_Input material:_
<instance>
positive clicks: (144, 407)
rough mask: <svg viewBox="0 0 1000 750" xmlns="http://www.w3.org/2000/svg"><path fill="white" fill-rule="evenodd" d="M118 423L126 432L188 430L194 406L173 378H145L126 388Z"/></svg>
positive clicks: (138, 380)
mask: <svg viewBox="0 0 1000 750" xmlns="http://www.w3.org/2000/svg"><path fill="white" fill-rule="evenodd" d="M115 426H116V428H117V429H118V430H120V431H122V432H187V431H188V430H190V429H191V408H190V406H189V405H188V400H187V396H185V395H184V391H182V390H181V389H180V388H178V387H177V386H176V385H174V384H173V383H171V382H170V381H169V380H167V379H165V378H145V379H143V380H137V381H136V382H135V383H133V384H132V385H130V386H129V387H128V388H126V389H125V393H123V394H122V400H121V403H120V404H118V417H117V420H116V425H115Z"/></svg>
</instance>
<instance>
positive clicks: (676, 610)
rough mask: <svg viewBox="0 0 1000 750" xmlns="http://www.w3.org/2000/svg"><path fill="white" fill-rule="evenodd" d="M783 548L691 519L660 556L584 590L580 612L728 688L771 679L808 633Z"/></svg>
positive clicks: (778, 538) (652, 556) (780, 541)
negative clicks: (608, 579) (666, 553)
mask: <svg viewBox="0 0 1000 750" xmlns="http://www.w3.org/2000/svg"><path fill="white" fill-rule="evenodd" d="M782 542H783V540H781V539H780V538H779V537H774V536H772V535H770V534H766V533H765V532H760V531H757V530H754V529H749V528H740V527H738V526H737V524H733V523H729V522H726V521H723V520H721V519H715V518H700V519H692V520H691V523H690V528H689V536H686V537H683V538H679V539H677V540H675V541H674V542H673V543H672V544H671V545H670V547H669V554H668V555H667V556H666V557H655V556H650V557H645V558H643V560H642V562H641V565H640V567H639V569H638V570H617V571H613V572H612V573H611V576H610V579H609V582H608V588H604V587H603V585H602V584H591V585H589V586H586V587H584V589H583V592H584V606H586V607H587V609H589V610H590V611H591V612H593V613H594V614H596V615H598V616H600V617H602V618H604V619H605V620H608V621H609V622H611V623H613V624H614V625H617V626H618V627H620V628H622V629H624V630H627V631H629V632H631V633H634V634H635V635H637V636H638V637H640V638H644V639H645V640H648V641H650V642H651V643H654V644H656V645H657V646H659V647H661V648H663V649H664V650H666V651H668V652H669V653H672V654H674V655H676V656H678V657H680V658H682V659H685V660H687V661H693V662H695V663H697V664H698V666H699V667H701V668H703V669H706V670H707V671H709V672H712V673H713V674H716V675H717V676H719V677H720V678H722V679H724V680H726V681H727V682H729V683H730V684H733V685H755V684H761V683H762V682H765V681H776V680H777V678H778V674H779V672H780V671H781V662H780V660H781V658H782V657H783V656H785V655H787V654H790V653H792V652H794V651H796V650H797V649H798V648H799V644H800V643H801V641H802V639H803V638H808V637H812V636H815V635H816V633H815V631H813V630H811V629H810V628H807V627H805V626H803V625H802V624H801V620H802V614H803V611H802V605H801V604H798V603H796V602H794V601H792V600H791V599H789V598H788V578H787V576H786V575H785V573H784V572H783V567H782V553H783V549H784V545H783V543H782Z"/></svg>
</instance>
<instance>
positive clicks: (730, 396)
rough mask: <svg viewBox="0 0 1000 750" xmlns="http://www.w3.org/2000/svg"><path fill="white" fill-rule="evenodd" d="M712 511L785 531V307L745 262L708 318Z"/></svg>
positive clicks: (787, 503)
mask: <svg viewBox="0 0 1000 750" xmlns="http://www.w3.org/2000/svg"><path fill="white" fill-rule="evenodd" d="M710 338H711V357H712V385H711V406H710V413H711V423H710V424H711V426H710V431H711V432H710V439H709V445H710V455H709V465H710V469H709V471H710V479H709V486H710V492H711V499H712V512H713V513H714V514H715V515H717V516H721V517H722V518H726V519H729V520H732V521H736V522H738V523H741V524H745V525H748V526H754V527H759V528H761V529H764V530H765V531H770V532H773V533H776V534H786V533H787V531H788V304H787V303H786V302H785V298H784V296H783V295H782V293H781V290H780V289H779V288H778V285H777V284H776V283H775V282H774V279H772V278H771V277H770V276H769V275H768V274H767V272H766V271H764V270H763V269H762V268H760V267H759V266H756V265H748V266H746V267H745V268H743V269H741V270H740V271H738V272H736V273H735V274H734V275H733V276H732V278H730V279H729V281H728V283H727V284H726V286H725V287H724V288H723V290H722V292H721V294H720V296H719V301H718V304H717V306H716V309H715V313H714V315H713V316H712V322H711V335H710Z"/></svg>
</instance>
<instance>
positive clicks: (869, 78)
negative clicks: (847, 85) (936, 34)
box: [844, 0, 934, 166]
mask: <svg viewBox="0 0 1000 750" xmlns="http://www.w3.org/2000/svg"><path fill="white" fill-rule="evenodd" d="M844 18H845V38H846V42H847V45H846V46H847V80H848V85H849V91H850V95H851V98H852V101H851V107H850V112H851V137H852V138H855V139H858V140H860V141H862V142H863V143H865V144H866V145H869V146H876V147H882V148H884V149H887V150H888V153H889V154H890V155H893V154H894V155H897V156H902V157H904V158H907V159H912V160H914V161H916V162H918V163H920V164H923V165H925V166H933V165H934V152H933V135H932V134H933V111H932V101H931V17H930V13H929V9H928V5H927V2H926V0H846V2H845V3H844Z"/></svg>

_Exercise requirements:_
Give the listing again, exactly as it was written.

_Exercise answer:_
<instance>
positive clicks: (144, 407)
rough mask: <svg viewBox="0 0 1000 750" xmlns="http://www.w3.org/2000/svg"><path fill="white" fill-rule="evenodd" d="M118 423L126 432L188 430L194 406L173 378H145L126 388Z"/></svg>
positive clicks: (138, 380)
mask: <svg viewBox="0 0 1000 750" xmlns="http://www.w3.org/2000/svg"><path fill="white" fill-rule="evenodd" d="M115 426H116V428H117V429H118V430H120V431H122V432H187V431H188V430H190V429H191V408H190V406H189V405H188V400H187V396H185V395H184V391H182V390H181V389H180V388H178V387H177V386H176V385H174V384H173V383H171V382H170V381H169V380H167V379H165V378H145V379H143V380H137V381H136V382H135V383H133V384H132V385H130V386H129V387H128V388H126V389H125V393H123V394H122V400H121V403H120V404H118V417H117V420H116V425H115Z"/></svg>
</instance>
<instance>
positive clicks: (676, 610)
rough mask: <svg viewBox="0 0 1000 750" xmlns="http://www.w3.org/2000/svg"><path fill="white" fill-rule="evenodd" d="M783 548L691 519L660 556L584 590L580 612L728 688L771 679L808 633Z"/></svg>
positive clicks: (778, 538) (652, 556) (780, 541)
negative clicks: (608, 579) (666, 553)
mask: <svg viewBox="0 0 1000 750" xmlns="http://www.w3.org/2000/svg"><path fill="white" fill-rule="evenodd" d="M782 542H783V540H781V539H780V538H779V537H774V536H772V535H770V534H766V533H765V532H760V531H757V530H754V529H749V528H740V527H738V526H737V524H733V523H729V522H726V521H723V520H721V519H715V518H700V519H692V520H691V523H690V528H689V536H686V537H683V538H679V539H677V540H675V541H674V542H673V543H672V544H671V545H670V547H669V554H668V555H667V556H666V557H655V556H650V557H645V558H643V560H642V562H641V565H640V567H639V569H638V570H617V571H613V572H612V573H611V576H610V579H609V582H608V588H604V587H603V585H602V584H591V585H589V586H586V587H584V589H583V592H584V606H586V607H587V609H589V610H590V611H591V612H593V613H594V614H596V615H598V616H600V617H602V618H604V619H605V620H608V621H609V622H611V623H613V624H614V625H617V626H618V627H620V628H622V629H624V630H627V631H629V632H631V633H634V634H635V635H637V636H638V637H640V638H644V639H645V640H648V641H650V642H651V643H654V644H656V645H657V646H659V647H661V648H663V649H664V650H666V651H668V652H669V653H672V654H674V655H676V656H678V657H680V658H682V659H685V660H687V661H693V662H695V663H697V664H698V666H699V667H701V668H703V669H706V670H707V671H709V672H712V673H713V674H716V675H717V676H719V677H720V678H722V679H724V680H726V681H727V682H729V683H730V684H733V685H755V684H761V683H762V682H765V681H776V680H777V678H778V674H779V672H780V671H781V662H780V660H781V658H782V657H783V656H785V655H787V654H790V653H792V652H794V651H796V650H797V649H798V648H799V644H800V643H801V641H802V639H803V638H808V637H812V636H815V635H816V633H815V631H813V630H811V629H810V628H807V627H805V626H803V625H802V624H801V620H802V614H803V611H802V605H801V604H798V603H796V602H794V601H792V600H791V599H789V598H788V578H787V576H786V575H785V573H784V572H783V567H782V553H783V549H784V545H783V543H782Z"/></svg>
</instance>
<instance>
positive clicks: (730, 396)
rough mask: <svg viewBox="0 0 1000 750" xmlns="http://www.w3.org/2000/svg"><path fill="white" fill-rule="evenodd" d="M712 511L785 531V307L745 262L708 318Z"/></svg>
positive clicks: (787, 503)
mask: <svg viewBox="0 0 1000 750" xmlns="http://www.w3.org/2000/svg"><path fill="white" fill-rule="evenodd" d="M710 338H711V357H712V385H711V406H710V413H711V423H710V424H711V426H710V431H711V432H710V439H709V445H710V455H709V465H710V469H709V471H710V479H709V486H710V492H711V499H712V512H713V513H714V514H715V515H717V516H721V517H722V518H726V519H729V520H732V521H736V522H738V523H741V524H745V525H748V526H754V527H759V528H761V529H764V530H765V531H770V532H773V533H776V534H786V533H787V531H788V304H787V303H786V302H785V298H784V296H783V295H782V293H781V290H780V289H779V288H778V285H777V284H776V283H775V282H774V279H772V278H771V277H770V276H769V275H768V274H767V272H766V271H764V270H763V269H762V268H760V267H759V266H756V265H748V266H746V267H745V268H743V269H741V270H740V271H738V272H736V273H735V274H734V275H733V276H732V278H730V279H729V281H728V283H727V284H726V286H725V287H724V288H723V290H722V292H721V294H720V296H719V301H718V304H717V306H716V309H715V313H714V315H713V316H712V322H711V335H710Z"/></svg>
</instance>
<instance>
positive clicks: (869, 78)
negative clicks: (847, 85) (936, 34)
box: [844, 0, 934, 166]
mask: <svg viewBox="0 0 1000 750" xmlns="http://www.w3.org/2000/svg"><path fill="white" fill-rule="evenodd" d="M844 18H845V38H846V42H847V45H846V46H847V80H848V85H849V91H850V95H851V98H852V101H851V107H850V112H851V137H852V138H855V139H858V140H860V141H862V142H863V143H865V144H866V145H869V146H876V147H882V148H884V149H887V150H888V153H889V154H890V155H893V154H894V155H897V156H902V157H904V158H907V159H912V160H914V161H916V162H918V163H920V164H923V165H925V166H933V165H934V152H933V135H932V134H933V111H932V101H931V17H930V13H929V9H928V5H927V2H926V0H846V2H845V3H844Z"/></svg>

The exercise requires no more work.